● Text
******
Decreased indirect defense in the invasive tree, Triadica sebifera

In the absence of coevolved natural enemies, plants are expected to experience selection away from costly herbivore defenses toward growth and reproduction [evolution of increased competitive ability hypothesis (EICA)], yet no one has demonstrated EICA for an indirect defense trait. Likewise, we have little understanding of how constitutive and induced levels of defense vary among native and invasive plant populations. We conducted a greenhouse experiment in the introduced range to test whether invasive populations have reduced constitutive and induced investment in an indirect defense trait, extrafloral nectar (EFN) production, compared to native populations of Chinese tallow tree, Triadica sebifera, through an experimental leaf damage treatment. Overall, native populations invested more in indirect defense: Native populations had a greater number (+16?%) and percentage of leaves producing EFN (35 vs. 28?%), produced more EFN (63?% greater volume), and produced more sugar (+33?%) compared to invasive populations, independent of damage treatment. Of these traits, number of leaves producing EFN and volume of EFN exhibited a trade-off between constitutive and induced investment but these did not depend on plant origin. Our results are the first to support the EICA hypothesis for an indirect defense trait. This suggests that tri-trophic interactions such as indirect defense are under similar selection as direct defense traits within introduced populations. Despite reduced investment in EFN production, invasive populations still retain the ability to produce EFN, which may enable invasive plants to defend against herbivores in the introduced range.
******
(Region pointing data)

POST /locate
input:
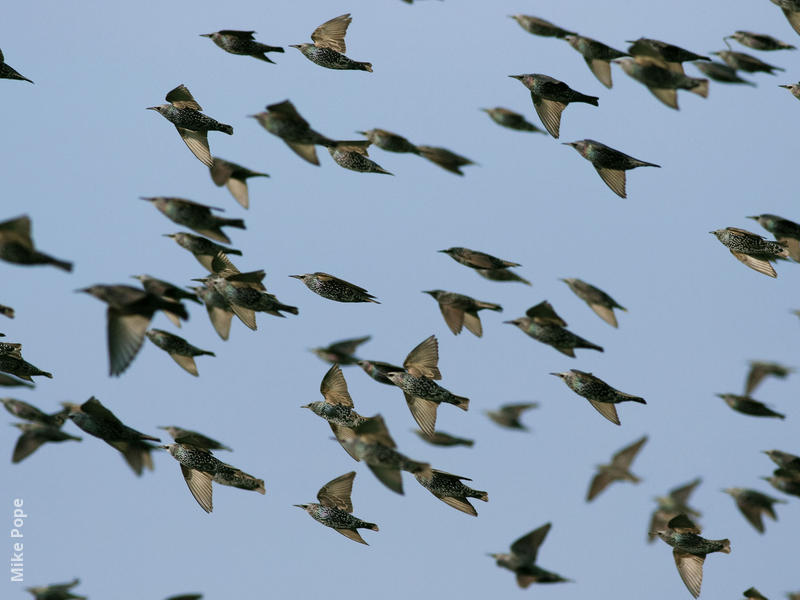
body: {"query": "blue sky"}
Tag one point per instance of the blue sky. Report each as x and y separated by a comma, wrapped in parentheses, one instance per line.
(79, 148)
******
● Tasks to carry out
(1) Does each statement agree with the Chinese tallow tree abstract? Answer yes or no, and quote the words that decide it.
(a) The experiment took place in a greenhouse in the introduced range.
(b) The trade-off between constitutive and induced investment depended on plant origin.
(c) Invasive populations have lost the ability to produce EFN.
(2) Answer these from the Chinese tallow tree abstract.
(a) What does EICA stand for?
(b) Which indirect defense trait did the experiment measure?
(c) Which two traits showed a trade-off between constitutive and induced investment?
(3) Pick up the Chinese tallow tree abstract after its last sentence and continue it.
The rows aren't needed for any of this.

● Outputs for the tasks
(1)
(a) Yes: "We conducted a greenhouse experiment in the introduced range"
(b) No: "but these did not depend on plant origin"
(c) No: "invasive populations still retain the ability to produce EFN"

(2)
(a) The evolution of increased competitive ability hypothesis.
(b) Extrafloral nectar (EFN) production.
(c) The number of leaves producing EFN and the volume of EFN.

(3)
Specificity of extrafloral nectar induction by herbivores differs among native and invasive populations of tallow tree

Background and Aims

Invasive plants can be released from specialist herbivores and encounter novel generalists in their introduced ranges, leading to variation in defence among native and invasive populations. However, few studies have examined how constitutive and induced indirect defences change during plant invasion, especially during the juvenile stage.

Methods

Constitutive extrafloral nectar (EFN) production of native and invasive populations of juvenile tallow tree (Triadica sebifera) were compared, and leaf clipping, and damage by a native specialist (Noctuid) and two native generalist caterpillars (Noctuid and Limacodid) were used to examine inducible EFN production.

Key results

Plants from introduced populations had more leaves producing constitutive EFN than did native populations, but the content of soluble solids of EFN did not differ. Herbivores induced EFN production more than simulated herbivory. The specialist (Noctuid) induced more EFN than either generalist for native populations. The content of soluble solids in EFN was higher (2·1 times), with the specialist vs. the generalists causing the stronger response for native populations, but the specialist response was always comparable with the generalist responses for invasive populations.

Conclusions

These results suggest that constitutive and induced indirect defences are retained in juvenile plants of invasive populations even during plant establishment, perhaps due to generalist herbivory in the introduced range. However, responses specific to a specialist herbivore may be reduced in the introduced range where specialists are absent. This decreased defence may benefit specialist insects that are introduced for classical biological control of invasive plants.